* start *

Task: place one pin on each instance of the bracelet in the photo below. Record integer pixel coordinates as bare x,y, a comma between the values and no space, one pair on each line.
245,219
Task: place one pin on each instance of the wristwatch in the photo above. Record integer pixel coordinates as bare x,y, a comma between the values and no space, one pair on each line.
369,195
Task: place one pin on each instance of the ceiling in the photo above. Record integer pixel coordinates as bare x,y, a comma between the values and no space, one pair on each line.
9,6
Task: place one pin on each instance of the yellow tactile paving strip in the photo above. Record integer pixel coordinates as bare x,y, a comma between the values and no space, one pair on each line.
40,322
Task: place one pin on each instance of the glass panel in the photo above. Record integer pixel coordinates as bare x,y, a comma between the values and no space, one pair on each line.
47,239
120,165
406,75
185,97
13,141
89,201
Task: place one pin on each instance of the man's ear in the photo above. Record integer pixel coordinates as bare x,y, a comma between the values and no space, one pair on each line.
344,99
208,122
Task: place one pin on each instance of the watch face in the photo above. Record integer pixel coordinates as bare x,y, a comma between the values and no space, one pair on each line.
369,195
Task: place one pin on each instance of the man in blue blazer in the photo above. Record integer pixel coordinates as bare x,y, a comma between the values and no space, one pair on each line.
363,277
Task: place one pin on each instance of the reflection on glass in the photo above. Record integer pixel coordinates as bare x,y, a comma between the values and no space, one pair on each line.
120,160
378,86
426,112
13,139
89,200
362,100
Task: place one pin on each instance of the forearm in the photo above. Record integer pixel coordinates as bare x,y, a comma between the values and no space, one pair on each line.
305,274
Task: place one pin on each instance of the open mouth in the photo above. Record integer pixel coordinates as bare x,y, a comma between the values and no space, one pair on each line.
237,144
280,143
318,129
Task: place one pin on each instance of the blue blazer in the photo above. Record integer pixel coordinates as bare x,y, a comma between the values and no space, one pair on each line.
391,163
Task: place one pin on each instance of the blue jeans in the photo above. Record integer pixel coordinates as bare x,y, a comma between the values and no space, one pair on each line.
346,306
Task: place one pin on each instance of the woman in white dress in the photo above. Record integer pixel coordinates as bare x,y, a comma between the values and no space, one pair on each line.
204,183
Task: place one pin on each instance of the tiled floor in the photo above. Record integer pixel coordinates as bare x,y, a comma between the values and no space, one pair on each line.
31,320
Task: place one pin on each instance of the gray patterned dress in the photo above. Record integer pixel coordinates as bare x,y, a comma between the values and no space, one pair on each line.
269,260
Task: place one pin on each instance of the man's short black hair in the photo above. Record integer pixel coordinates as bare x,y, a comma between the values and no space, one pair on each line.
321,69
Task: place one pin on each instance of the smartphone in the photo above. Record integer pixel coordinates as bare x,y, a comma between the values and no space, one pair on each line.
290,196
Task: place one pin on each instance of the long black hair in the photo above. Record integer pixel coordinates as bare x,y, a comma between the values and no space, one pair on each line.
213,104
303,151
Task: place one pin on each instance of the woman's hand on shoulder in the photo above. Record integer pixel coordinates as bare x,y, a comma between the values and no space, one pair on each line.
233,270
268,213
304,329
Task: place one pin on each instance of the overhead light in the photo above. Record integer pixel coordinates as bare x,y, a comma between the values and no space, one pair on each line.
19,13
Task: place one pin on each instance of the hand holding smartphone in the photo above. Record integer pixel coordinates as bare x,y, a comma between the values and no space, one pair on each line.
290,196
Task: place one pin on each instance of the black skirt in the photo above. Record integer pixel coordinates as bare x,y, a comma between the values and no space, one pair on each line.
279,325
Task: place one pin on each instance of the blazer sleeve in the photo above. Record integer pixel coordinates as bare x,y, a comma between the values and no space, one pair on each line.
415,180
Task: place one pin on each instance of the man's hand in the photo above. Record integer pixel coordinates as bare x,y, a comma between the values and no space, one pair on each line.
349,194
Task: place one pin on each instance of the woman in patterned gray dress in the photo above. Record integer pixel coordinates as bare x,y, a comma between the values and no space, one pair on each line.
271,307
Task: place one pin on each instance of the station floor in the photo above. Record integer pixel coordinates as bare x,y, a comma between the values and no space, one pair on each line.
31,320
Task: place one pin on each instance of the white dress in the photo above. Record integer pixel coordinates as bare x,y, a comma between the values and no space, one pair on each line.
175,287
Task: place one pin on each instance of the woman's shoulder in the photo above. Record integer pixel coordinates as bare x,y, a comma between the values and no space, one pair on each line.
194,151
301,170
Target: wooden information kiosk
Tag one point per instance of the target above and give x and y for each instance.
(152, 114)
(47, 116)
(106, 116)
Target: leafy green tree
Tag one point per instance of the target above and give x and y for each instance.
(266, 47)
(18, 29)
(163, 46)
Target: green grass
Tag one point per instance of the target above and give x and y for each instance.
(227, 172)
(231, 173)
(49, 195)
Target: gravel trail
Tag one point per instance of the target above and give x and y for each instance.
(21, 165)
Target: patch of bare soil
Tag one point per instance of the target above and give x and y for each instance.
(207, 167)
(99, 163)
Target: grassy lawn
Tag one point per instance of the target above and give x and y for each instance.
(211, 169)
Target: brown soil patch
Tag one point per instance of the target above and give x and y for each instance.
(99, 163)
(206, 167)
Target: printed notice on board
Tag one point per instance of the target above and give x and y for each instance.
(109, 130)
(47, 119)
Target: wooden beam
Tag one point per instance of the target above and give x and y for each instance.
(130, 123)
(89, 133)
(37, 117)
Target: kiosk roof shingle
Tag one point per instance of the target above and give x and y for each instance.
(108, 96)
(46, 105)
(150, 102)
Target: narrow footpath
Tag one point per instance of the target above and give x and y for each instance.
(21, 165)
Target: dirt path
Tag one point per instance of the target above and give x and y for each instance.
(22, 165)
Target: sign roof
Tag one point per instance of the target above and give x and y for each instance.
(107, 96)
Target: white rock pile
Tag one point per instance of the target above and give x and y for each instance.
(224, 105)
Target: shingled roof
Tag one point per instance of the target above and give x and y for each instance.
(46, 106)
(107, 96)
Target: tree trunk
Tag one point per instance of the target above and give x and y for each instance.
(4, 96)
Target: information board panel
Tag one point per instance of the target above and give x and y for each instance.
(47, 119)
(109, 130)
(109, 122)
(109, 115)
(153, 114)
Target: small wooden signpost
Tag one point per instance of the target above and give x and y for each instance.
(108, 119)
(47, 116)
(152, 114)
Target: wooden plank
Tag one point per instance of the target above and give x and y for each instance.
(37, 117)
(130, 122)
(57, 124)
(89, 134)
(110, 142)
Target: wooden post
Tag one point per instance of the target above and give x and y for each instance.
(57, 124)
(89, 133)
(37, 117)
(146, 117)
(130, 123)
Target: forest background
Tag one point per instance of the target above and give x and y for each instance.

* end *

Goal ▸ Copy out the full listing exactly.

Final answer ▸
Task: place one pin on each instance of the bracelet in the photo below. Record integer pixel coordinates as bare x,y, a comma between the values and no space, one pair on each line.
245,219
Task: place one pin on each instance of the wristwatch in the photo above. Record integer pixel coordinates as bare x,y, a comma between the values and no space, one pair on each line.
369,195
Task: place one pin on each instance of the ceiling in the photo above. Record integer pixel coordinates as bare x,y, a comma between the values and no space, one pair on each line.
9,6
Task: place one pin on each instance of the yellow tactile paving strip in the photo above. Record integer pixel coordinates as bare x,y, a comma between the values and no space, one pair on each line.
40,322
Task: place one pin on each instance of the glass panel in the photo above. Record integer pixel coordinates as bare x,y, a comma between the values and no space, one pair on each line.
47,239
120,165
406,75
185,97
13,141
89,201
Task: place one pin on each instance of the man's ear in the photo above. Record integer pixel coordinates as bare x,y, a comma between the values and no space, one pair on each line.
344,99
208,122
Task: place one pin on each instance of the watch face in the photo above. Record integer pixel coordinates as bare x,y, a comma between the values and no space, one pair on each line.
369,195
Task: place one pin on each instance of the man in blue blazer in the photo above. Record integer pixel coordinates as bare x,y, a comma between the values and no space, one pair on each line.
363,277
Task: place one pin on each instance of the reflection on glass in the photo above. Record integer pixel coordinates as bare x,y, a comma between the values and no space, one pair on each line.
120,160
378,86
426,112
13,139
89,200
362,100
Task: place one pin on each instance of the forearm in the photo above. Record integer pixel coordinates as bare x,y, a comma between the values and no space, one pair on each line.
305,274
Task: place one pin on each instance of the open mouth in the photo above. Record integer pixel coordinates as bare x,y, a comma between the values and no space, one pair on each line.
237,144
280,143
318,129
Task: place one pin on each instance of the blue blazer in the photo above. Record integer pixel coordinates as bare x,y, a comma between the values and no space, one pair on each line.
391,163
Task: place one pin on each instance of the blue jeans in the photo above. Record integer pixel coordinates as bare x,y, a comma between the values and no space, one pair on each line.
346,306
Task: place one pin on each instance of the woman in white dress in the photo above. Record integer pixel coordinates as bare x,y, a comma between the values and no space, one pair on each line.
204,183
Task: place one pin on each instance of the tiled floor in the photo above. Record integer pixel coordinates as bare x,y, a comma between the values and no space, one pair on each line.
31,320
Task: place one pin on each instance of the gray patterned dress in the photo above. Record integer pixel coordinates as bare x,y, a comma between the values and no space, one pair on each line.
269,260
Task: place one pin on each instance of the man's short black hair in the photo above. Record integer pixel coordinates as bare x,y, a comma between the values and no space, one pair on each line.
321,69
Task: place one pin on each instance of the smartphone in the photo above. Record integer pixel coordinates as bare x,y, a comma between the values and no space, one pair on each line.
290,196
Task: place one pin on each instance of the long black hair in the photo above. Record integer pixel coordinates as bare x,y, a comma between the values and no space, one pair on each line.
213,104
303,151
Task: place one pin on each instance of the woman's hand on shoulder in the photo above. Record integer pixel coordinates as bare x,y, a comma between the values and no space, one pair on each line.
233,270
268,213
304,329
Task: place one pin on each instance of the overhead light in the photo above. Record integer pixel coordinates as bare x,y, a comma between the values and no space, one pair on each line.
19,13
Task: place one pin on each instance of the hand holding smartphone in the photo above. Record integer pixel coordinates as bare x,y, a comma between the values and no space, one pair on each line.
290,196
Task: place one pin on each instance of the black skirt in the photo above. Record integer pixel coordinates as bare x,y, a comma between the values and no space, one pair on each line.
279,325
Task: place one pin on each instance of the blazer sleeve in the photo above. Record integer pixel coordinates as bare x,y, a comma between the values and no space, one pair on each line.
415,180
Task: place one pin on each instance of the man's hand in the photo above. Record integer pixel coordinates as bare x,y, a comma between the values and no space, one pair on each line.
349,194
Task: place one pin on each instance of the woman in patterned gray dress in the photo above. Record integer pixel coordinates as bare x,y, a comma between the values and no space, one pair on each line.
271,307
Task: place one pin on each instance of the station floor in the photo above. Record integer pixel coordinates as bare x,y, a comma between the values and no space, one pair on each line.
31,320
Task: place one pin on each instance of the white dress in the photo above. Record integer pixel coordinates as bare x,y, a comma between the values and no space, one pair on each line.
175,287
Task: place one pin on each instance of the woman's shoulder in the photo above. Record integer pixel coordinates as bare x,y, a comma between the values and no space, one pair on each line.
194,151
301,170
Target: wooden information kiosk
Tag one point per instance of the target above and give x and y for each instance.
(152, 114)
(47, 116)
(106, 116)
Target: leafy green tree
Tag one point per instance of the target above and give x and y for each instance.
(266, 47)
(18, 29)
(163, 46)
Target: green grass
Tag one point per instance of the target above and give x and y for each instance.
(227, 172)
(231, 173)
(49, 195)
Target: gravel trail
Tag one point per instance of the target above and give x and y for each instance.
(21, 165)
Target: patch of bare soil
Tag one point per instance of the target above and give x and y for each instance.
(207, 167)
(99, 163)
Target: grassy lawn
Tag one point per instance of the target above and give x and y for each instance.
(211, 169)
Target: brown soil patch
Tag one point per instance of the target above and give x and y for each instance.
(99, 163)
(206, 167)
Target: printed notice on board
Tag one point per instance of the target above and give x and y for each instance.
(109, 130)
(47, 119)
Target: wooden beam
Tag one point per instance of the target above and give x and y for each instance.
(130, 123)
(89, 133)
(37, 117)
Target: kiosk roof shingle
Tag one point per instance of the target above and give x and y for each instance.
(108, 96)
(46, 105)
(150, 102)
Target: narrow footpath
Tag one point per instance of the target above and give x and y for each instance.
(21, 165)
Target: dirt path
Tag one point per instance of the target above and give x and y for each instance.
(22, 165)
Target: sign roof
Tag one point per instance of the target above and give x and y for each instance.
(107, 96)
Target: white rock pile
Tag one point per instance of the target above and give x and y for each instance.
(224, 105)
Target: shingled roof
Tag one point per instance of the target above and give x and y for each instance.
(46, 106)
(107, 96)
Target: tree trunk
Tag one point per instance of the target above and give x and y for each instance.
(4, 96)
Target: information board panel
Tag one point per instance of the target above and give x and y for each instance.
(47, 119)
(109, 130)
(109, 122)
(109, 115)
(153, 114)
Target: small wooden signpost
Tag one point per instance of the target above and give x and y for each instance.
(108, 119)
(47, 116)
(152, 114)
Target: wooden plank
Tag one point per instance of the target above and give x and y for each instance.
(37, 117)
(130, 122)
(57, 124)
(89, 134)
(110, 142)
Target: wooden post
Tag one point per instance of the target above and give x and y for each instance.
(57, 124)
(89, 133)
(37, 117)
(146, 117)
(130, 123)
Target: forest background
Tag one point per instance of the target above and give x and y for each instance.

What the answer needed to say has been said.